══ Source document ══

In general, the present disclosure relates to a connector spring that functions as a ratchet spring as well as a system spring. In an example embodiment, a connector spring includes a ring and a plurality of protruding segments protruding radially out from the ring. Each protruding segment of the plurality of protruding segments includes a first spring finger extending out from the protruding segment and a second spring finger extending out from the protruding segment. The first spring finger and the second spring finger angularly extend away from each other on a first side of the ring. The connector spring further includes a plurality of dimples protruding out on a second side of the ring.

In another example embodiment, an electrical connector includes a plug shell having an annular shoulder that includes plurality of depressions. The electrical connector further includes a coupling ring rotatably positioned around a portion of the plug shell. The electrical connector also includes a connector spring positioned around the plug shell between the plug shell and the coupling ring. The connector spring includes a ring and a plurality of protruding segments protruding radially out from the ring. Each protruding segment of the plurality of protruding segments includes a first spring finger extending out from a first edge of the protruding segment and a second spring finger extending out from a second edge of the protruding segment. The first spring finger and the second spring finger extend away from each other and from the annular shoulder. The connector spring further includes a plurality of dimples extending out at least partially from the plurality of protruding segments. Each dimple of the plurality of dimples is positioned in a respective depression of the plurality of depressions

In another example embodiment, an electrical connector includes a receptacle shell, a plug shell, and a coupling ring positioned around a portion of the plug shell and around a portion of the receptacle shell. The electrical connector further includes a connector spring positioned around the plug shell surrounded by the coupling ring. The connector spring includes a ring and a plurality of protruding segments protruding radially out from the ring. Each protruding segment of the plurality of protruding segments includes a first spring finger extending out from a first edge of the protruding segment and a second spring finger extending out from a second edge of the protruding segment. The first spring finger and the second spring finger extend angularly away from each other. The connector spring further includes a plurality of dimples extending out at least partially from the plurality of protruding segments.

═══

Exercise 1 –
Answer these questions from the connector spring description:
(a) What protrudes radially out from the ring of the connector spring?
(b) In the embodiment with a plug shell that has an annular shoulder, what features of that shoulder each hold a dimple?
(c) In the last embodiment, which shell is named in addition to the plug shell?
Exercise 2 – Output these lines from the records unchanged. Begin at the line that has "for the river" and stop after the line that has "[178,230,360,286]".
The connector spring description and the records come from unrelated sources.

══ Listing ══

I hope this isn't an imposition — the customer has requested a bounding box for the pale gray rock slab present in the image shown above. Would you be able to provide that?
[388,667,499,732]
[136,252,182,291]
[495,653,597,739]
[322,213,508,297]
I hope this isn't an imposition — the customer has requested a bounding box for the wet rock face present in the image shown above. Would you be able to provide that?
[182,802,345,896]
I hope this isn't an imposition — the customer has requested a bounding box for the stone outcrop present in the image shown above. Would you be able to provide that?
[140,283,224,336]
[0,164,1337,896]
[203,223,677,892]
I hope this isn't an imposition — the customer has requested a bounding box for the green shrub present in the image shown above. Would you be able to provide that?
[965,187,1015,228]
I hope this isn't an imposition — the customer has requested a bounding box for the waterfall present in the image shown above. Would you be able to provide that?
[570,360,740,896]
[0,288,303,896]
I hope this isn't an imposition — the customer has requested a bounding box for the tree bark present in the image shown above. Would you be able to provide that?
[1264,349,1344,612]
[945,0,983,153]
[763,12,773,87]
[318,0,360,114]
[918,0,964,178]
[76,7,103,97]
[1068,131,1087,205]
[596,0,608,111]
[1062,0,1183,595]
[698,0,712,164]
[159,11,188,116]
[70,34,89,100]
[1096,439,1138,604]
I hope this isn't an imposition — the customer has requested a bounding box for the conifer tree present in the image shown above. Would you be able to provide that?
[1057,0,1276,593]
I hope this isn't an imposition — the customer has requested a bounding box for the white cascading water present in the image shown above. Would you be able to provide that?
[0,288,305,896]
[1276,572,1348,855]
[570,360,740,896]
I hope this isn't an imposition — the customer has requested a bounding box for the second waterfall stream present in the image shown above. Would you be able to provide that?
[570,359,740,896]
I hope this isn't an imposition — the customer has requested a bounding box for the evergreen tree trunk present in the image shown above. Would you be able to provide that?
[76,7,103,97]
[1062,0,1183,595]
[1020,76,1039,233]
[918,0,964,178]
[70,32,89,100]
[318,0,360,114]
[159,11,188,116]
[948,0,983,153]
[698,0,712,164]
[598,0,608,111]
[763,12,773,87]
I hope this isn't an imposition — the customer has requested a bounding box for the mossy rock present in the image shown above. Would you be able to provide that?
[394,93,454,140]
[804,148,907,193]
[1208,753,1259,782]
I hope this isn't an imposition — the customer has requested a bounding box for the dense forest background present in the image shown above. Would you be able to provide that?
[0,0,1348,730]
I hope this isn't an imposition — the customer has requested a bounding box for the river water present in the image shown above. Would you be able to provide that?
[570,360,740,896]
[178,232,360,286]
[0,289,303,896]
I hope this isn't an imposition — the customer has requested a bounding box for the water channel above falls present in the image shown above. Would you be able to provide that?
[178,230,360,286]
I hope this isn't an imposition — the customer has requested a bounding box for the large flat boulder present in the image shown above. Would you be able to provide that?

═══

Worked answer 1 –
(a) A plurality of protruding segments.
(b) The plurality of depressions in the annular shoulder.
(c) A receptacle shell.

Worked answer 2 –
I hope this isn't an imposition — the customer has requested a bounding box for the river water present in the image shown above. Would you be able to provide that?
[570,360,740,896]
[178,232,360,286]
[0,289,303,896]
I hope this isn't an imposition — the customer has requested a bounding box for the water channel above falls present in the image shown above. Would you be able to provide that?
[178,230,360,286]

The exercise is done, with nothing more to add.